## Instructions for the task
Send back the listing, word for word.

## Raw data
[Start of section]
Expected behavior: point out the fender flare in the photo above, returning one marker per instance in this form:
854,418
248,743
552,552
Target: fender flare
[End of section]
## Written answer
Expected behavior: point out the fender flare in the photo above, returning one marker per instance in this form:
854,418
248,743
552,552
Target: fender flare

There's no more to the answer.